▸ **The request**
Return each line in the rows below that contains the word "foliage".
━━━━━━━━━━
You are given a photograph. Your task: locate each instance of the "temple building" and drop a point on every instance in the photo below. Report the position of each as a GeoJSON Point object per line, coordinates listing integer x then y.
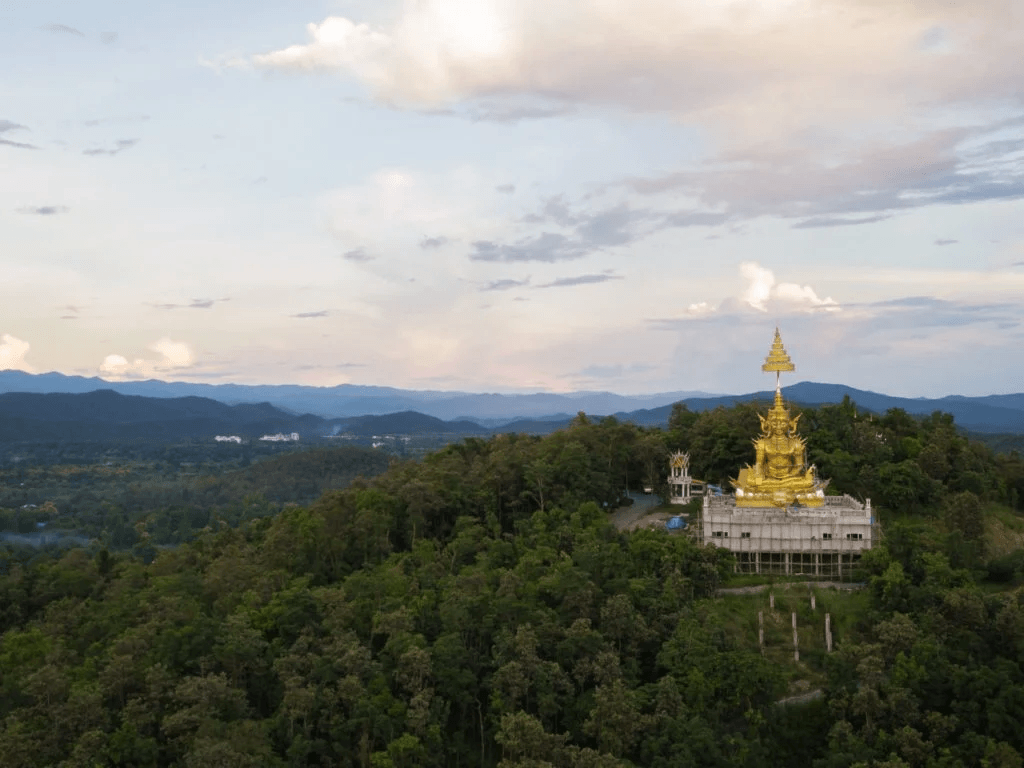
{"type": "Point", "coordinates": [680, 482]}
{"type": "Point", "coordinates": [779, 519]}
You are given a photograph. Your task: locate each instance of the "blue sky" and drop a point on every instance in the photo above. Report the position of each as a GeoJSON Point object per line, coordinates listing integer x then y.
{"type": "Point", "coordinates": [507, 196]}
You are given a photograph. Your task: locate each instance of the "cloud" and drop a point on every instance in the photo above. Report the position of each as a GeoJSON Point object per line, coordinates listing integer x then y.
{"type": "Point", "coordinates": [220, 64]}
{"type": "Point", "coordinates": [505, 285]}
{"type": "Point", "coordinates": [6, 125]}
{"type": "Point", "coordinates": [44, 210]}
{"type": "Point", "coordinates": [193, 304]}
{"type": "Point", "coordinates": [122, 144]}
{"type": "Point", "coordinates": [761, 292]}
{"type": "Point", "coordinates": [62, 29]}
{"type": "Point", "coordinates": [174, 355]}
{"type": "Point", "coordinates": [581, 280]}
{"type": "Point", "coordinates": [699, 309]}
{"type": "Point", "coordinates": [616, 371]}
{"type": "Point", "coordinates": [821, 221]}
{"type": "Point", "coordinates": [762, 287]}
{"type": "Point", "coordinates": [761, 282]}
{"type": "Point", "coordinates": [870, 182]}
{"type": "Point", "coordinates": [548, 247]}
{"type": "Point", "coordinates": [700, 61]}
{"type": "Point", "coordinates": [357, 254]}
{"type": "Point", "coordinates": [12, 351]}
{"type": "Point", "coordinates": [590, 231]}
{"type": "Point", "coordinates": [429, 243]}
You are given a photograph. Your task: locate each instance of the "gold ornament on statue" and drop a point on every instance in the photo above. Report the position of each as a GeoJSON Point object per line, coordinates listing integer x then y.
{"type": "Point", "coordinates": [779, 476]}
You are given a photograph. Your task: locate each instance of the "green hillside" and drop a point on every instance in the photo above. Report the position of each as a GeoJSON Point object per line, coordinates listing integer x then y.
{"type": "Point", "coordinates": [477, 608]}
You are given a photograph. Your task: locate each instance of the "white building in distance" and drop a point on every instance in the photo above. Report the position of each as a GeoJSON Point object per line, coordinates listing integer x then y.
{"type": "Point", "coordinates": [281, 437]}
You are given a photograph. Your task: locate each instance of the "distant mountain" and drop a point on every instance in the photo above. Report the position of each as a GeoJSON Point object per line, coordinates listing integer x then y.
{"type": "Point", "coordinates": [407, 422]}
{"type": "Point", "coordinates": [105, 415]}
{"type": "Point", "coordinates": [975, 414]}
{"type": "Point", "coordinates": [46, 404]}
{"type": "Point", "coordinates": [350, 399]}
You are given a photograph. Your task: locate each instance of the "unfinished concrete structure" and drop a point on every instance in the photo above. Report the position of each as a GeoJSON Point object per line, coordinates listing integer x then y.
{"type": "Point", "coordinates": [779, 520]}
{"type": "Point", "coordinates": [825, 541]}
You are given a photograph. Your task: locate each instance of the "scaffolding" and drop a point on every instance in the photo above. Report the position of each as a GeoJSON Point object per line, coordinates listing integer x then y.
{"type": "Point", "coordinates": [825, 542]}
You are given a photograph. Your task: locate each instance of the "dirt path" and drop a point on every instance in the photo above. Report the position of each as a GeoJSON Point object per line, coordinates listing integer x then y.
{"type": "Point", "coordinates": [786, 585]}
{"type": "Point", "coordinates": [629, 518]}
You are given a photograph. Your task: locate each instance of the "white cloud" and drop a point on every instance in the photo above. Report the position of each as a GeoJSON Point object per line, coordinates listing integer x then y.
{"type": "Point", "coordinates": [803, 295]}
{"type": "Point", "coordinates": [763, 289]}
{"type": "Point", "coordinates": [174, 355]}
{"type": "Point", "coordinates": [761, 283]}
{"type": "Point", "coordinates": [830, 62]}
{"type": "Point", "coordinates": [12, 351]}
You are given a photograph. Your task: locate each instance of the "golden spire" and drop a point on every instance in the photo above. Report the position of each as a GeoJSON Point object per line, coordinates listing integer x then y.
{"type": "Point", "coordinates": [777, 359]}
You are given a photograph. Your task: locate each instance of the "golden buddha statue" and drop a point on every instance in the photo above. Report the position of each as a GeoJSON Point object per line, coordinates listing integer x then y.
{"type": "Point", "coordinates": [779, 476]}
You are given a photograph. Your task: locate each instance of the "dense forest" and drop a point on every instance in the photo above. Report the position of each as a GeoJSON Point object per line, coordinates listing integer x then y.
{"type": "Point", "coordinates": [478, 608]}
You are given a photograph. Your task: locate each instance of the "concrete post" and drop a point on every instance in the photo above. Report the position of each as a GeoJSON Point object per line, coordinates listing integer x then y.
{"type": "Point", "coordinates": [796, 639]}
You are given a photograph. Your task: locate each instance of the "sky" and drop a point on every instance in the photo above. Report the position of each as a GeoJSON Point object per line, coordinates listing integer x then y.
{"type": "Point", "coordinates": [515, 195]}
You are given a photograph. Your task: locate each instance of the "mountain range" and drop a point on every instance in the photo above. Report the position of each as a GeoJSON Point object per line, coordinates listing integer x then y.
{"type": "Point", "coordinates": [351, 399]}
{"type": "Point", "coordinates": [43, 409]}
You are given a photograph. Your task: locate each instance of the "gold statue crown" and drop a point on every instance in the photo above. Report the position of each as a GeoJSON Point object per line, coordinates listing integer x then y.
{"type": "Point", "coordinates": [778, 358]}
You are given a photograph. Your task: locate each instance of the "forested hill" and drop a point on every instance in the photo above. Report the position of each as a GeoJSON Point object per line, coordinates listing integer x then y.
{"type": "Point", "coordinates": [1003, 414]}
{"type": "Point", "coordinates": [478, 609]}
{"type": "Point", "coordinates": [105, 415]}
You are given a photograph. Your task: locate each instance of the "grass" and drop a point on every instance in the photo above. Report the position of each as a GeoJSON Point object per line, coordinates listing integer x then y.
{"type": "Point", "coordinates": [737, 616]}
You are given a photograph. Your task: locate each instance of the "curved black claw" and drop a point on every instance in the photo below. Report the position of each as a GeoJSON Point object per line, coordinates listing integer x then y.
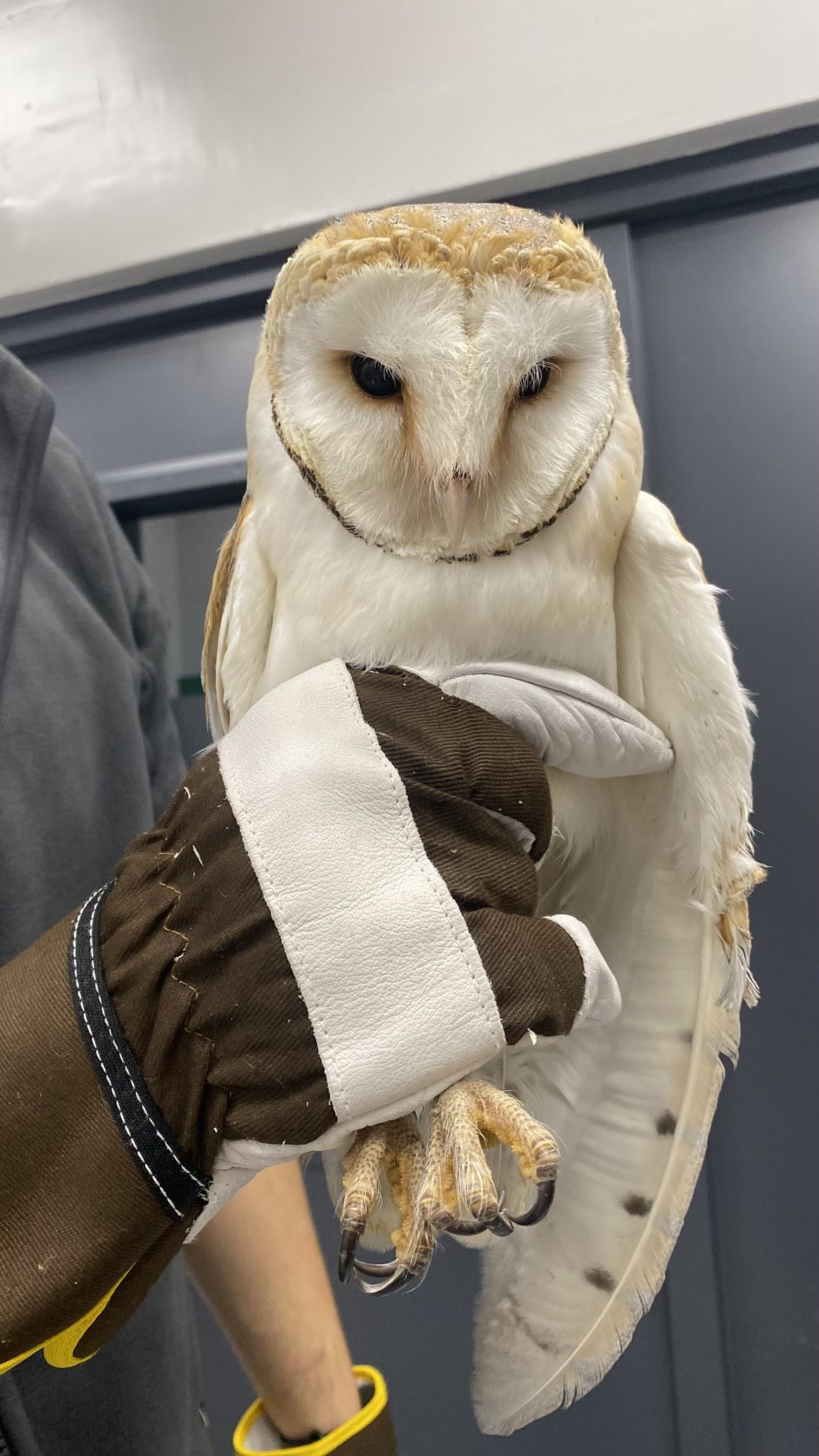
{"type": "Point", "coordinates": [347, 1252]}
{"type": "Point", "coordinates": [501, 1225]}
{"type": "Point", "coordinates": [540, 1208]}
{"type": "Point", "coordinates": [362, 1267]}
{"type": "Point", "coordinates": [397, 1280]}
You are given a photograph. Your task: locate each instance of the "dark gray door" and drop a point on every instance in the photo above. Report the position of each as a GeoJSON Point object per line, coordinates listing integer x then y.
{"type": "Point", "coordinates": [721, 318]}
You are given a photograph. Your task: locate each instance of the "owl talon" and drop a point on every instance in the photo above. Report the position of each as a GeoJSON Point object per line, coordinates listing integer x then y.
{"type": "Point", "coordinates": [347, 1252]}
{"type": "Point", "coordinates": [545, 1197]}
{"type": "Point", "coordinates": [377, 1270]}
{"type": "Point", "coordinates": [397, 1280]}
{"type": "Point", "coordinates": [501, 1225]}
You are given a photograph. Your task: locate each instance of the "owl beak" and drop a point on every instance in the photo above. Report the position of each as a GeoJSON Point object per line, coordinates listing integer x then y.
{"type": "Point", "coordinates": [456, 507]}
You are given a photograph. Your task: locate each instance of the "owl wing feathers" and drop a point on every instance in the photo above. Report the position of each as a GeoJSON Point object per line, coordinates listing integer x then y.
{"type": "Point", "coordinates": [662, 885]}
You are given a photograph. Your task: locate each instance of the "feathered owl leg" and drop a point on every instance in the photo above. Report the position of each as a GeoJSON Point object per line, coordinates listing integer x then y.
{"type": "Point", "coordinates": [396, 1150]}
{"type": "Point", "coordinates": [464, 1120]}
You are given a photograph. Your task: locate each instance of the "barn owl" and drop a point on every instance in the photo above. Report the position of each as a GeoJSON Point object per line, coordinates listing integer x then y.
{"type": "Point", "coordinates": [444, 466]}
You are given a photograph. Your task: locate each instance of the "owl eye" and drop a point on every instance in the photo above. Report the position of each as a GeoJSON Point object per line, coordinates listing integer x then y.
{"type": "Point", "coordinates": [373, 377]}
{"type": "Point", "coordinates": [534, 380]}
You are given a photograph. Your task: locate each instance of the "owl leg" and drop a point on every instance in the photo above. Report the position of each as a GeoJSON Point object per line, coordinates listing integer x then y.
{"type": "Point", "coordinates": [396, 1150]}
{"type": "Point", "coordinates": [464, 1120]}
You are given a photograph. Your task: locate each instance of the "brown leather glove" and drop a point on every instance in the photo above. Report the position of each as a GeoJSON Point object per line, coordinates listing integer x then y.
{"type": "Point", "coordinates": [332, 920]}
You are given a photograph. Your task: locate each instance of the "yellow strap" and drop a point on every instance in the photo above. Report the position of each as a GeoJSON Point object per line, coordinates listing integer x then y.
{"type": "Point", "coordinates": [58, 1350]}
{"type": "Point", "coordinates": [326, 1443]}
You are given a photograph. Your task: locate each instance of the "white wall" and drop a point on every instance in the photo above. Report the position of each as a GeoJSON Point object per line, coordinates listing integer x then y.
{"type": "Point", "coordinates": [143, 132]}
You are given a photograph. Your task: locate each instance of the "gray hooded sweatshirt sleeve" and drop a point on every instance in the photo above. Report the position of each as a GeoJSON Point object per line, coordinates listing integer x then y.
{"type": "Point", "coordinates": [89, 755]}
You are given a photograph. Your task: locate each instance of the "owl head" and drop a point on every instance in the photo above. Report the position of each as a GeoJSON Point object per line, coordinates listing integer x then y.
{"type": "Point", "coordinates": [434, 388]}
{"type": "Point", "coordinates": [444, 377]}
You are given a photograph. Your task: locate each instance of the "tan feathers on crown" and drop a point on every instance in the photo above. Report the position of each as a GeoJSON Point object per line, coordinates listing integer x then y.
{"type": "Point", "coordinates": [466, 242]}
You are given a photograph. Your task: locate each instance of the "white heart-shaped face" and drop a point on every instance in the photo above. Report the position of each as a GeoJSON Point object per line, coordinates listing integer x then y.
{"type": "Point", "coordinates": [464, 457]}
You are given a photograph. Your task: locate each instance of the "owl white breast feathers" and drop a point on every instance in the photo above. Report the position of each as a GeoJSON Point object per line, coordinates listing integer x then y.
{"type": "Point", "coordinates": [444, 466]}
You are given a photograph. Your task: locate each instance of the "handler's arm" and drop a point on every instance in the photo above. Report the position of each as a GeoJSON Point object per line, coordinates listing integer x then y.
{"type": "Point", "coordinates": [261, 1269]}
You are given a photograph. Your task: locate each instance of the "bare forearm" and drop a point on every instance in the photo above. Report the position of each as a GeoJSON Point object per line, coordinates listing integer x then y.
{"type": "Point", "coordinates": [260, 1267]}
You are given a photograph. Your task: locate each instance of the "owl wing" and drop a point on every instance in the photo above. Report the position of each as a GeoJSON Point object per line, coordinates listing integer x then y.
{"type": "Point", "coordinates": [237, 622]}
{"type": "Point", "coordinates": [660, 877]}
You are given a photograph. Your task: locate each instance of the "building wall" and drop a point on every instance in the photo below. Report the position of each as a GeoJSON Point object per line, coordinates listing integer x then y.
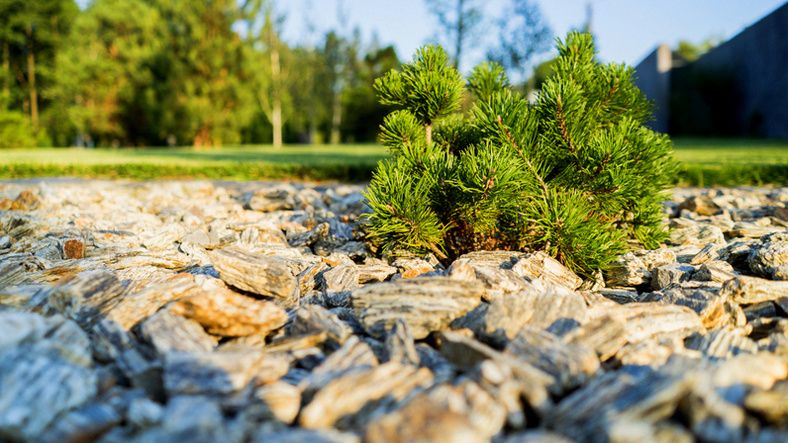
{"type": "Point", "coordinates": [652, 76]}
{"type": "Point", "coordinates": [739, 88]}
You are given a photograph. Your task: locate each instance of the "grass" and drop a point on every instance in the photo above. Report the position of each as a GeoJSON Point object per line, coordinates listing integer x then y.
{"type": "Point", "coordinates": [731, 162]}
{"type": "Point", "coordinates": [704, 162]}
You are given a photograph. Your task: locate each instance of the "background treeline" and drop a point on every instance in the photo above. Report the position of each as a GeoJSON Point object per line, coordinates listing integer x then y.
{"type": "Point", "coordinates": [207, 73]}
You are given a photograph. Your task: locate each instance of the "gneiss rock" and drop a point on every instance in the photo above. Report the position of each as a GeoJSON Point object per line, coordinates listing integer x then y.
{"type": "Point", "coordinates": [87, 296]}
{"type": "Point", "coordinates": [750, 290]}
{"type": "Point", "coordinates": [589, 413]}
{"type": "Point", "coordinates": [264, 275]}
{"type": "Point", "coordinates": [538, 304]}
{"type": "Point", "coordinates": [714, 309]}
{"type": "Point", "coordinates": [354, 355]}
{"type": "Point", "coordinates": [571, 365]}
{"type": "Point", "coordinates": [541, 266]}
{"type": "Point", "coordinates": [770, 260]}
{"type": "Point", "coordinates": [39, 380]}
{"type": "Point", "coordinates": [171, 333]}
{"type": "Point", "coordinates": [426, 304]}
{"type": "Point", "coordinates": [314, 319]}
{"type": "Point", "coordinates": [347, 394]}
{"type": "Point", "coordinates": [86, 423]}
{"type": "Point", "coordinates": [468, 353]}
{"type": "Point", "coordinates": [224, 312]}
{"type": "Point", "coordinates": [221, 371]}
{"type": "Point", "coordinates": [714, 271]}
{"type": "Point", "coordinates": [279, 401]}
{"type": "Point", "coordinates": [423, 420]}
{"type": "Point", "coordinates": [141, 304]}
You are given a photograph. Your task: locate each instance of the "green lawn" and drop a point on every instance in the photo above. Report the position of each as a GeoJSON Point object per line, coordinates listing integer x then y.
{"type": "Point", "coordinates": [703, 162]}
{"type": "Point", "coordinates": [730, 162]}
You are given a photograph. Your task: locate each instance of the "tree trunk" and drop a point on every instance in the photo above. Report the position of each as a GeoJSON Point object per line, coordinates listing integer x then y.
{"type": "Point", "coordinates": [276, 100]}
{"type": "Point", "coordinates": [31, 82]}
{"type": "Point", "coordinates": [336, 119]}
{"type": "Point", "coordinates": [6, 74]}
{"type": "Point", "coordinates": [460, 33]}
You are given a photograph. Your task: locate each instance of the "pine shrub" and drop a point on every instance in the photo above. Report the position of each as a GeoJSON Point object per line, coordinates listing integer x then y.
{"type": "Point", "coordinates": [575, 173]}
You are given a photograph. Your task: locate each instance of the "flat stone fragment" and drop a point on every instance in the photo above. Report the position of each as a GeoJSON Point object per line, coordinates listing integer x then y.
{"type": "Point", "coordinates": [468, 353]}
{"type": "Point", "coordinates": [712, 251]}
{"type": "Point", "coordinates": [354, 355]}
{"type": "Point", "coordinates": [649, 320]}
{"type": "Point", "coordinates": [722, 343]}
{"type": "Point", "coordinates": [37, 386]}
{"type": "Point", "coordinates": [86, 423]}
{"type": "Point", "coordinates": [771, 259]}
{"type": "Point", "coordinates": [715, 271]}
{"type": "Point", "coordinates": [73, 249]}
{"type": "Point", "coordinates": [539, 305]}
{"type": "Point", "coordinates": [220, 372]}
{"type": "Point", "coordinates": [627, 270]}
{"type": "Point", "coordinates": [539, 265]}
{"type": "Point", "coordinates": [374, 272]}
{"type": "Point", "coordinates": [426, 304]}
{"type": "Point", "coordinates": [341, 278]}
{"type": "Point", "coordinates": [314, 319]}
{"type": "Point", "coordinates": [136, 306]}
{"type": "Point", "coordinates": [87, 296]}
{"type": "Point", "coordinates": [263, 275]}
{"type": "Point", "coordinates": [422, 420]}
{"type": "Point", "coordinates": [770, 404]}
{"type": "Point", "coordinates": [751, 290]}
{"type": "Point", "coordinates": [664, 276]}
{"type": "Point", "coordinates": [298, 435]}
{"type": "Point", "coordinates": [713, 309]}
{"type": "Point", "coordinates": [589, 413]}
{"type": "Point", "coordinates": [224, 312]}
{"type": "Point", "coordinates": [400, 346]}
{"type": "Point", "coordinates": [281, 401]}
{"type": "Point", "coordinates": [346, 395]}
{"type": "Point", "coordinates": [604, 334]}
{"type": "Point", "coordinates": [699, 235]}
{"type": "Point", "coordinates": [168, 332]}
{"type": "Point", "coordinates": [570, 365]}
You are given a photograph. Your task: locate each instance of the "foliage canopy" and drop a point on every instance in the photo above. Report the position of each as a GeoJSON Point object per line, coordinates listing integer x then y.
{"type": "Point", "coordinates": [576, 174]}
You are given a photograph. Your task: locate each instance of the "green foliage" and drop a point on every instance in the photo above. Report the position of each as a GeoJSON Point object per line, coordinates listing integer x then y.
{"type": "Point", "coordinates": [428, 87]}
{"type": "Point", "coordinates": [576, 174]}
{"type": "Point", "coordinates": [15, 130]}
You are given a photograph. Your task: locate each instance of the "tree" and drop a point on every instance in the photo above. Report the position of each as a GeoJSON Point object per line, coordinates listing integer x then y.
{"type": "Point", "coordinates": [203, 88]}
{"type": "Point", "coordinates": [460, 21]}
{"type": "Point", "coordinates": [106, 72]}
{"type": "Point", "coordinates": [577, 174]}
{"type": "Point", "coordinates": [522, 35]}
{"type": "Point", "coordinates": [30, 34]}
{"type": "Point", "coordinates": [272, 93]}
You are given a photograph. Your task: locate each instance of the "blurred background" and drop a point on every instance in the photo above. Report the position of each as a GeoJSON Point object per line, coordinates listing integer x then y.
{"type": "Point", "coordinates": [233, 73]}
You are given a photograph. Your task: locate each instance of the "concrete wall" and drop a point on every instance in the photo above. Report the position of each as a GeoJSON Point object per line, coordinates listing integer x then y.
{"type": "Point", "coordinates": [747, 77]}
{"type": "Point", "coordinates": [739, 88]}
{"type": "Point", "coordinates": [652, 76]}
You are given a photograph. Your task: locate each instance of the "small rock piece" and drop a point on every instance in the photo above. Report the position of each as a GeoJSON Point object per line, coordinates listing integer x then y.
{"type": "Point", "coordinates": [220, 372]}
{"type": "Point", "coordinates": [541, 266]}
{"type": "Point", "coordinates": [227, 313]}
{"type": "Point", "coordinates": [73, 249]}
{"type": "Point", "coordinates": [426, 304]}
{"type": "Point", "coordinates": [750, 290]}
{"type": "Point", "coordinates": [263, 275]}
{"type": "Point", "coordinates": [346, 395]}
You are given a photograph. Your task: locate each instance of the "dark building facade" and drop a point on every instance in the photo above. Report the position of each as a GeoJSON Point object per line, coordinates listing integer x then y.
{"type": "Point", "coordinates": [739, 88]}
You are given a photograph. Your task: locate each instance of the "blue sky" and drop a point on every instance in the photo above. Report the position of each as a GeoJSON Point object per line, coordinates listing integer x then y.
━━━━━━━━━━
▸ **Correct response**
You are given a photograph. Your task: locate each instance of the "foliage canopy" and drop a point on every instance in the photo above. Report the position of each as a GeoJSON Point object per line, coordinates listing integer x then y.
You are given a photograph. Your task: locate each instance of the "green foliage" and drop a point on every instance in the photo above. Report the position of each as a GeoJSON Point object per line, coordinates listing integer x then y.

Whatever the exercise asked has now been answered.